## Tasks and exercises:
1. Rewrite the COF synthesis excerpt, beginning at the words "Fig. 18 (A)" and stopping after "TFPM or TAM.", with "Schematic representation" changed to "Illustration".
2. Write the next part of the COF synthesis excerpt, continuing from its final sentence.

*** Document extract

Fig. 18 (A) Schematic representation of COF synthesis via ionic liquids. Here, [BMIm][NTf₂] is used to link TFPM and PDA. (B) Schematic representation of COF synthesis in Deep Eutectic Solvents. Choline chloride/glycerol (1/2) is used to link different aromatic amines with TFPM or TAM.

3.3.2 Advanced acidic catalysts. While acetic acid has routinely been used in the synthesis of imine COFs, it not a very efficient catalyst for this reaction. However, Lewis acidic metal triflates proved very promising, providing highly crystalline and porous TAPB-BDA COF at room temperature in as little as 10 minutes (Fig. 19).¹⁷⁷ High polymer yields could be obtained from various metal triflates (Sc(OTf)₃, Eu(OTf)₃, In(OTf)₃, Yb(OTf)₃, Y(OTf)₃ and Zn(OTf)₂) in 5–150 min using 0.0001 eq. at room temperature. In contrast, no precipitation could be achieved after 14 days in equimolar amounts of acetic acid at 90 °C. Subsequent scCO₂ activation and PXRD analysis revealed a highly intense (100) peak and the appearance of higher order reflections for Sc(OTf)₃. Eu(OTf)₃, In(OTf)₃ and Yb(OTf)₃ also performed reasonably well, with an intense (100) diffraction peak, while Y(OTf)₃ and Zn(OTf)₂ provided mainly to totally amorphous materials. Most likely, this is a consequence of the smaller ionic radii of Sc ions, as has been reported earlier.¹⁷⁸ Next, loading of the catalyst was studied, leading to an optimized amount of 0.02 eq. Sharp and high intense diffraction peaks were obtained with a BET surface area of 2175 m² g⁻¹ (while classic acetic acid catalyzed synthetic protocol generally lead to surface areas below 1000 m² g⁻¹). Finally, the method was extended to two new COFs.¹⁷⁷ Since then, this method has already been extended to multiple other imine COFs,^154,179,180 with one report even achieving a one-pot cascade reaction to afford two quinoline linked COFs with high crystallinity and porosity.¹⁸¹

Fig. 19 Schematic representation of COF synthesis via metal triflate catalysis. TAPB-BDA COF is prepared in 10 minutes at room temperatures using 0.02 eq. of metal triflate. Sc(OTf)₃ performed best, followed by Eu(OTf)₃, In(OTf)₃, Yb(OTf)₃, Y(OTf)₃ and finally Zn(OTf)₂.

******
*** Raw data

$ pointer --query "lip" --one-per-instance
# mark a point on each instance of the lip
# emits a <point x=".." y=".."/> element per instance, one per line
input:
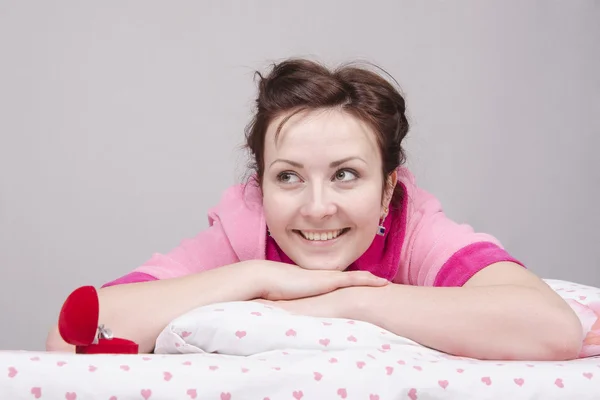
<point x="320" y="243"/>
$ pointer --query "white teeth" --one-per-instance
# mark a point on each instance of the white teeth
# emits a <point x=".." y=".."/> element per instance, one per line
<point x="321" y="235"/>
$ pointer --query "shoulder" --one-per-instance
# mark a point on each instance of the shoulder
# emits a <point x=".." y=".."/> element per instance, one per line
<point x="416" y="200"/>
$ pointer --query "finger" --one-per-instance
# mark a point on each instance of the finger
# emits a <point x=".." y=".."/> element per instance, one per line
<point x="364" y="278"/>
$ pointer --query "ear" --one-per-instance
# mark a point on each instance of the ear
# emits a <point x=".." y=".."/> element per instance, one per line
<point x="390" y="185"/>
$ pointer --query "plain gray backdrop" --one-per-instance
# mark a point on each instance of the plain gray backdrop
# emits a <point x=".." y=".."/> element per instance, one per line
<point x="121" y="124"/>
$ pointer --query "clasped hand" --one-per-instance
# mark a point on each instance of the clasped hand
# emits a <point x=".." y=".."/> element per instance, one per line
<point x="315" y="293"/>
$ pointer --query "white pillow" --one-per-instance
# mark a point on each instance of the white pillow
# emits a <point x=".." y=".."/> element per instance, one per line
<point x="248" y="328"/>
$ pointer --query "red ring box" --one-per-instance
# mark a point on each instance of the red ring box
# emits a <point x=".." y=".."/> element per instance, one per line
<point x="78" y="325"/>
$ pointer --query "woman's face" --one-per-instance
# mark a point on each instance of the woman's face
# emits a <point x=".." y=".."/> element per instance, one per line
<point x="322" y="188"/>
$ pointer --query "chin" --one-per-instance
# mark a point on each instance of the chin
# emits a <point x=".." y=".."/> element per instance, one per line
<point x="322" y="265"/>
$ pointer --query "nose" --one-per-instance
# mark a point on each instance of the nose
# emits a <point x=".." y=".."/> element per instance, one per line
<point x="319" y="203"/>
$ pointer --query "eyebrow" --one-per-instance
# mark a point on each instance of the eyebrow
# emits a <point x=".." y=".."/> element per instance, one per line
<point x="333" y="164"/>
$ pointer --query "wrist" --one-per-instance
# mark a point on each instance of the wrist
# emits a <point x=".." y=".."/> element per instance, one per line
<point x="356" y="302"/>
<point x="252" y="278"/>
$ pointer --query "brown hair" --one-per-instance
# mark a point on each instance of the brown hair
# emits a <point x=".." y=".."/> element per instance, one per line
<point x="297" y="85"/>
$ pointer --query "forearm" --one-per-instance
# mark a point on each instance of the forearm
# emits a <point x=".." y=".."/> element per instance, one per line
<point x="140" y="311"/>
<point x="491" y="322"/>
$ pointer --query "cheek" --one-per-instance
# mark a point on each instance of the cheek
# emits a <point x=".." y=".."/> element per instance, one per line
<point x="278" y="210"/>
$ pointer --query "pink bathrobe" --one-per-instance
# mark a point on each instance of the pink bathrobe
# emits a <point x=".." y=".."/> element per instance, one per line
<point x="421" y="245"/>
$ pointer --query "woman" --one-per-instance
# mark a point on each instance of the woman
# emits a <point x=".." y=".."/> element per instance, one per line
<point x="333" y="225"/>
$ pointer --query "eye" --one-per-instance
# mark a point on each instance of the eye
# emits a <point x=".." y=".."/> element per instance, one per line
<point x="287" y="177"/>
<point x="345" y="175"/>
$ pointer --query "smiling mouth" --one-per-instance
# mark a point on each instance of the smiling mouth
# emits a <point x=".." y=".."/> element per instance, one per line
<point x="321" y="236"/>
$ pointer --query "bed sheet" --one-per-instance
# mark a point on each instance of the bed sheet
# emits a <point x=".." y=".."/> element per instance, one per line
<point x="404" y="372"/>
<point x="245" y="350"/>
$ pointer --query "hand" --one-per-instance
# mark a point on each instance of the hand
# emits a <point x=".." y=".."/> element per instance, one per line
<point x="328" y="305"/>
<point x="283" y="281"/>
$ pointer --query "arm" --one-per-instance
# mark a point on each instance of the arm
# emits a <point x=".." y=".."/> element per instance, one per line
<point x="502" y="312"/>
<point x="140" y="311"/>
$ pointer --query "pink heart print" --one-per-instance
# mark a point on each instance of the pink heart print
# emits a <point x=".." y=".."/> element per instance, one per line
<point x="519" y="381"/>
<point x="412" y="394"/>
<point x="36" y="392"/>
<point x="559" y="383"/>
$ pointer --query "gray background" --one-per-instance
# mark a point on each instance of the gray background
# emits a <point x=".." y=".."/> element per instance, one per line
<point x="121" y="122"/>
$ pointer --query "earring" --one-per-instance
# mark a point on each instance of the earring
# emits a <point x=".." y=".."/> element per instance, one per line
<point x="381" y="228"/>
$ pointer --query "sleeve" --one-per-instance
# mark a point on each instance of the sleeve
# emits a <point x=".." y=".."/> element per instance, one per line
<point x="209" y="249"/>
<point x="438" y="251"/>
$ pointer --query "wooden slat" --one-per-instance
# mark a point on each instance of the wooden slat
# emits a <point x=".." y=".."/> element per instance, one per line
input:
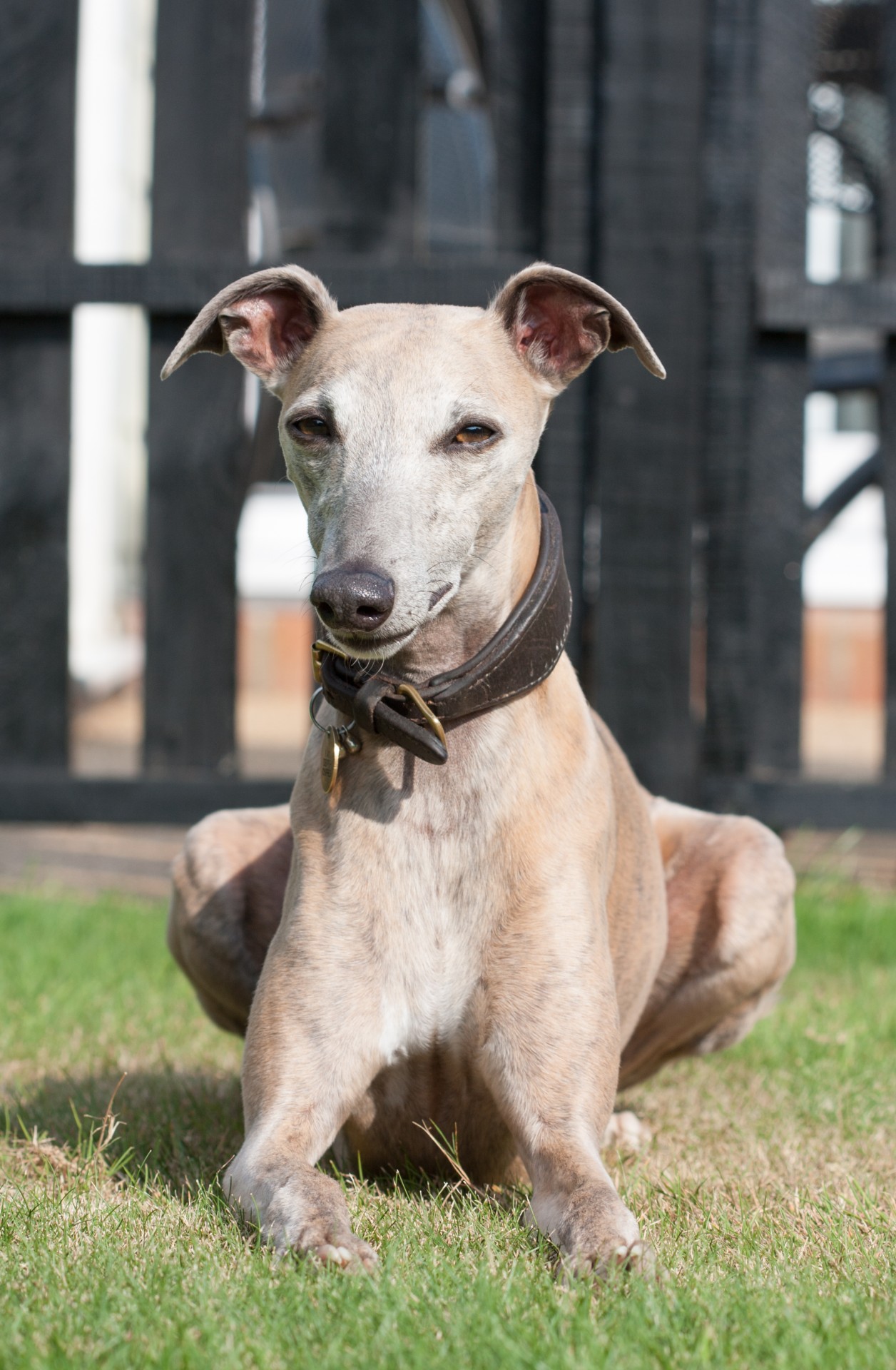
<point x="37" y="65"/>
<point x="516" y="77"/>
<point x="564" y="466"/>
<point x="198" y="451"/>
<point x="780" y="385"/>
<point x="775" y="552"/>
<point x="647" y="430"/>
<point x="729" y="189"/>
<point x="888" y="457"/>
<point x="370" y="96"/>
<point x="888" y="396"/>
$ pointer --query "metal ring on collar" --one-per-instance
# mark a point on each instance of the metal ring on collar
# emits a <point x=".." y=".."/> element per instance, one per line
<point x="312" y="710"/>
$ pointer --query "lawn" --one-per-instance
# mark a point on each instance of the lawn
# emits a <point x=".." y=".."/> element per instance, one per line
<point x="768" y="1191"/>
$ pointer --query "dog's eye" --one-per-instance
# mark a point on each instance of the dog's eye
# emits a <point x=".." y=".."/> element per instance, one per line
<point x="311" y="427"/>
<point x="474" y="433"/>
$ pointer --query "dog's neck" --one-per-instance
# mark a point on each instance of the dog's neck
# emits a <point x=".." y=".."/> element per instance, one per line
<point x="492" y="587"/>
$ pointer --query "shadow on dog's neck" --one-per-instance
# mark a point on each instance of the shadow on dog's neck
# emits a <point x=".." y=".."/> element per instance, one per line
<point x="488" y="594"/>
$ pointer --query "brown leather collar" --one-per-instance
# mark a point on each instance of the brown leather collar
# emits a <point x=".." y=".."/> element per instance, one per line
<point x="521" y="655"/>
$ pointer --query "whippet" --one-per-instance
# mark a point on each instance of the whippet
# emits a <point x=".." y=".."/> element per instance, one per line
<point x="470" y="915"/>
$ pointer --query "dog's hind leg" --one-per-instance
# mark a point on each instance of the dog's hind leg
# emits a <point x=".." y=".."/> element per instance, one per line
<point x="730" y="938"/>
<point x="229" y="883"/>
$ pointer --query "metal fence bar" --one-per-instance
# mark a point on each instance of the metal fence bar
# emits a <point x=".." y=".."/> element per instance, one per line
<point x="647" y="432"/>
<point x="37" y="74"/>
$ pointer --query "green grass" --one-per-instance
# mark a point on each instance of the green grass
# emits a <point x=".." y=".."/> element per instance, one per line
<point x="768" y="1189"/>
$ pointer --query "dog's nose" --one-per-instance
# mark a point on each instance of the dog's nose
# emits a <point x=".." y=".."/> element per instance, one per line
<point x="361" y="600"/>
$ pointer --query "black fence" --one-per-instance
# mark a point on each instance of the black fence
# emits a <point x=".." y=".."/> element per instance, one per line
<point x="661" y="150"/>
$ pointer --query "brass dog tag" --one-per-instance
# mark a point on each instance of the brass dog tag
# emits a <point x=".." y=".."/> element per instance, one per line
<point x="330" y="756"/>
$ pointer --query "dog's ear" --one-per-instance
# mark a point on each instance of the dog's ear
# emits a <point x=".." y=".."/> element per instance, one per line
<point x="558" y="323"/>
<point x="266" y="320"/>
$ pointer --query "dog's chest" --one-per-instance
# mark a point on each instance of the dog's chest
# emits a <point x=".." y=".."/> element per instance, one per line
<point x="432" y="942"/>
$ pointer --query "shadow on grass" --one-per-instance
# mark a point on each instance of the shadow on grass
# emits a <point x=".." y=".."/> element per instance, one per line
<point x="181" y="1128"/>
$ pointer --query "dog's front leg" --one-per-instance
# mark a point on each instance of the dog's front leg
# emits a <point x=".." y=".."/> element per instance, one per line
<point x="551" y="1057"/>
<point x="310" y="1055"/>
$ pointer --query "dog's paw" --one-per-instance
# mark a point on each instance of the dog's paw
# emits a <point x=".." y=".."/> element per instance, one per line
<point x="348" y="1252"/>
<point x="626" y="1133"/>
<point x="297" y="1209"/>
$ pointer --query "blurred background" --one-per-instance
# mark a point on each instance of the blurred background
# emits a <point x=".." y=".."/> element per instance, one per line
<point x="723" y="168"/>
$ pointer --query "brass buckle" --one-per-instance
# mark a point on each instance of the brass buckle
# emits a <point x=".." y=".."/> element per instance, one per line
<point x="315" y="658"/>
<point x="432" y="722"/>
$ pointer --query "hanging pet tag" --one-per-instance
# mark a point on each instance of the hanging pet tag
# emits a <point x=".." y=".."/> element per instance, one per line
<point x="330" y="756"/>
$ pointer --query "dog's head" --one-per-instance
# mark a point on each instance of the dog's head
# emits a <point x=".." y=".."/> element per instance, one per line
<point x="407" y="429"/>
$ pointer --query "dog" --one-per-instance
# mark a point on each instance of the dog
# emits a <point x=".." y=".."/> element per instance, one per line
<point x="473" y="923"/>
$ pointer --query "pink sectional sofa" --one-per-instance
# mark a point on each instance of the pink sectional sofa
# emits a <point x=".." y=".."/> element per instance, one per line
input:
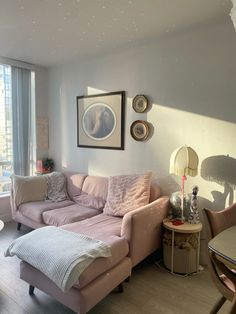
<point x="132" y="238"/>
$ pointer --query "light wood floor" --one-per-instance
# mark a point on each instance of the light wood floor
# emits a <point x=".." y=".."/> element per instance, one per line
<point x="151" y="290"/>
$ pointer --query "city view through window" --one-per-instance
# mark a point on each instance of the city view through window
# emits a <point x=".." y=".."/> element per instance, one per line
<point x="6" y="142"/>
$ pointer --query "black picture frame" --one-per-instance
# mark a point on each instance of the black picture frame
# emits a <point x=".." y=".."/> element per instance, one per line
<point x="100" y="120"/>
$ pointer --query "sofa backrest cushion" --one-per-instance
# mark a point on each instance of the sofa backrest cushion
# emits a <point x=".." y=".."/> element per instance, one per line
<point x="74" y="183"/>
<point x="90" y="201"/>
<point x="28" y="189"/>
<point x="127" y="192"/>
<point x="95" y="186"/>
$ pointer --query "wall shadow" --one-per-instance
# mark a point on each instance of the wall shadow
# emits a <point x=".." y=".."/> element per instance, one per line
<point x="220" y="169"/>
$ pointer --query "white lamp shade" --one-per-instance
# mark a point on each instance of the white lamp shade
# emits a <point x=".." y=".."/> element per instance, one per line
<point x="184" y="161"/>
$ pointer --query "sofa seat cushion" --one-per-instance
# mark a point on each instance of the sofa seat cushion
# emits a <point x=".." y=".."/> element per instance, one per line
<point x="119" y="250"/>
<point x="99" y="227"/>
<point x="34" y="210"/>
<point x="69" y="214"/>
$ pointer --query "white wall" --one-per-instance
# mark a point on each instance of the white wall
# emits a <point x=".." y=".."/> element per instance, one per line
<point x="41" y="101"/>
<point x="190" y="82"/>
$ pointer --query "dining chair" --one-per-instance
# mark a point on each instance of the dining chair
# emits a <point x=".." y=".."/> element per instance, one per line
<point x="223" y="277"/>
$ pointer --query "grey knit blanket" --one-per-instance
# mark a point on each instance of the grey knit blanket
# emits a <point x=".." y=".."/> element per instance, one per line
<point x="59" y="254"/>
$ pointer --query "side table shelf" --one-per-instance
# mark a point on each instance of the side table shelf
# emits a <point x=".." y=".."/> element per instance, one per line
<point x="184" y="260"/>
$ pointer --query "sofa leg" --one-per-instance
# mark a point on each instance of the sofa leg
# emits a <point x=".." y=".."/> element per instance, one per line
<point x="31" y="290"/>
<point x="120" y="288"/>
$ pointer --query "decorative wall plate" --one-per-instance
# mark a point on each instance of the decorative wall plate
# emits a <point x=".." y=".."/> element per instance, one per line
<point x="140" y="130"/>
<point x="140" y="103"/>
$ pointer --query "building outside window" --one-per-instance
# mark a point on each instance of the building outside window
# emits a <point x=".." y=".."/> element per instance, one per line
<point x="6" y="141"/>
<point x="7" y="127"/>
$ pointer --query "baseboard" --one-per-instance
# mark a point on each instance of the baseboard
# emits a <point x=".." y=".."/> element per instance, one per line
<point x="6" y="217"/>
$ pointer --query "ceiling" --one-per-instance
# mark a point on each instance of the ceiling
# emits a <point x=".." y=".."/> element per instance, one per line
<point x="49" y="32"/>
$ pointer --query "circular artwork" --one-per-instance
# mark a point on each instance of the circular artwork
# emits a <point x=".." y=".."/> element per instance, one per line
<point x="139" y="130"/>
<point x="99" y="121"/>
<point x="140" y="103"/>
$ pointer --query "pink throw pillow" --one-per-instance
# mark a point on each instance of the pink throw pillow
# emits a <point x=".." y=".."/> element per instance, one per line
<point x="90" y="201"/>
<point x="126" y="193"/>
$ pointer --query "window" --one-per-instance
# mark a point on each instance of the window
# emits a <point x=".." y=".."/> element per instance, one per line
<point x="6" y="146"/>
<point x="17" y="123"/>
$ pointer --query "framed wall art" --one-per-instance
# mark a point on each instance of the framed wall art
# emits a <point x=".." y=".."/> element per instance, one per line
<point x="140" y="103"/>
<point x="100" y="120"/>
<point x="140" y="130"/>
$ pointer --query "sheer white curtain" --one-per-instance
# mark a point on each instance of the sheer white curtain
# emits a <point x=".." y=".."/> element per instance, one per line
<point x="23" y="126"/>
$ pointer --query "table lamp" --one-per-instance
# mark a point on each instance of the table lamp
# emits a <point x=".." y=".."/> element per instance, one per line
<point x="183" y="162"/>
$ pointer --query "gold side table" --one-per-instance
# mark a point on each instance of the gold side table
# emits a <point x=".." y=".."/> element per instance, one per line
<point x="182" y="255"/>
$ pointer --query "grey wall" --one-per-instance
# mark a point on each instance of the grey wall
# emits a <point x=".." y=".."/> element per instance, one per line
<point x="190" y="81"/>
<point x="41" y="101"/>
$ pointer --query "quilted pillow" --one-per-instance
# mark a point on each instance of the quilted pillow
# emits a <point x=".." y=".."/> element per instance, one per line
<point x="90" y="201"/>
<point x="126" y="193"/>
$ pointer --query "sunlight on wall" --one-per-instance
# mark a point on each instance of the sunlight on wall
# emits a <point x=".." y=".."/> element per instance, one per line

******

## Written responses:
1.
Fig. 18 (A) Illustration of COF synthesis via ionic liquids. Here, [BMIm][NTf₂] is used to link TFPM and PDA. (B) Illustration of COF synthesis in Deep Eutectic Solvents. Choline chloride/glycerol (1/2) is used to link different aromatic amines with TFPM or TAM.

2.
Alternatively, p-toluenesulfonic acid (PTSA) and derivatives could be used as both catalyst and molecular organizer. In a first study, PTSA was used to obtain 12 different COFs with high surface areas and crystallinity in very short timeframes. Moreover, the synthesis could be performed on a 10 g h⁻¹ scale using a twin screw extruder.¹⁸² For this, the used diamine was first reacted with PTSA to form an amine salt. Subsequently, TFPM was added to the mixture and grinded for 10 minutes. Finally, 100 μL H₂O was added and the mixed mixture was heated at 170 °C for one minute to obtain the COF. The whole procedure is shown schematically in Fig. 20. The material was isolated in high yield after dipping in hot water for five minutes. PXRD analysis revealed high intense (100) reflections and BET surface areas of up to 3000 m² g⁻¹ could be obtained, sometimes two to three times higher than previously reported values for these COFs.¹⁸² Mechanistic studies revealed the importance of H-bonding in this process. When PTSA and the amine react, a H-bonded lamellar structure is formed, acting as a template for 2D COF formation. Later on, when TFPM is added, it can easily exchange PTSA due to the similar size of both compounds, in order to form crystalline COFs. Indeed, when other acids (phosphoric acid, trifluoromethyl carboxylic acid, 2-aminobenzenesulfonic acid, phenol sulfonic acid, 4-nitrobenzenesulfonic acid or benzenesulfonic acid) were used, much lower surface areas and crystallinity were observed, indicating the crucial role of molecular orientation and geometry in the formed amine salt. The influence of the amine salt structure on COF properties has been studied in more detail in a follow-up report, where the combination of TFPM with 11 different amines in presence of five PTSA derivates was followed.¹⁸³ It was observed that in the formed amine salts, every amine functionality (NH₃⁺) was surrounded by three H-bounded (N_amine–H–O_acid) acid molecules, forming a 1D lamellar structure. After aldehyde addition, these H-bonds can compete with imine formation, indicating the importance of controlling H-bond strength, as too weak H-bonds might not compete enough, while too strong H-bonds can impede COF formation. Indeed, a clear interaction between surface area and H-bond distance was observed, with an optimal distance between 2.06 and 2.19 Å resulting in COFs with the highest percentage of theoretical surface area.

Fig. 20 Schematic representation of COF synthesis using p-toluenesulfonic acid and derivates as catalysts. First, the amine linker is reacted with the catalyst to generate an amine salt, which is then mixed via 10 min grinding with the aldehyde (TFPM). After H₂O addition, the material is heated at 170 °C for one minute to obtain a crystalline COF.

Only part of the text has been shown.